Page
•••
R/grouping-functions.R

Defines functions groupClosest groupSimilarityMatrix groupConsecutive

Documented in groupClosest groupConsecutive groupSimilarityMatrix

#' @title Grouping of sorted values into sets with smallest differences
#'
#' @description
#'
#' `groupConsecutive` groups **sorted** values in `x` for which the difference
#' is smaller than `maxDiff`. As a result, the mean difference between the
#' groups will always be larger than `maxDiff`, but difference between
#' individual values within the same group (e.g. between the first and last)
#' can be larger `maxDiff`.
#'
#' In detail, from the sorted `x`, the function starts from the smallest value
#' defining the first group as the one containing all values in `x` with a
#' difference to this first value which is `<= maxDiff`.
•••
The tasks
[1] From the grouping-functions documentation, return the stretch from "Defines functions groupClosest" through "first and last)".
[2] Rewrite the paragraph of the grouping-functions documentation beginning "In detail, from the sorted `x`" as a single shorter sentence that keeps its main facts.

Dataset content
•••
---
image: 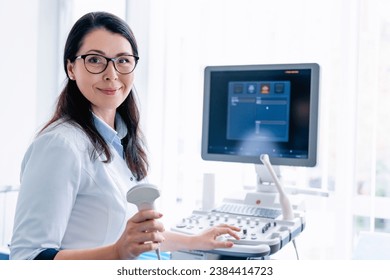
•••
Answers provided
[1]
Defines functions groupClosest groupSimilarityMatrix groupConsecutive

Documented in groupClosest groupConsecutive groupSimilarityMatrix

#' @title Grouping of sorted values into sets with smallest differences
#'
#' @description
#'
#' `groupConsecutive` groups **sorted** values in `x` for which the difference
#' is smaller than `maxDiff`. As a result, the mean difference between the
#' groups will always be larger than `maxDiff`, but difference between
#' individual values within the same group (e.g. between the first and last)

[2] Starting at the smallest value of the sorted `x`, the function forms the first group from every value in `x` whose difference to that first value is `<= maxDiff`.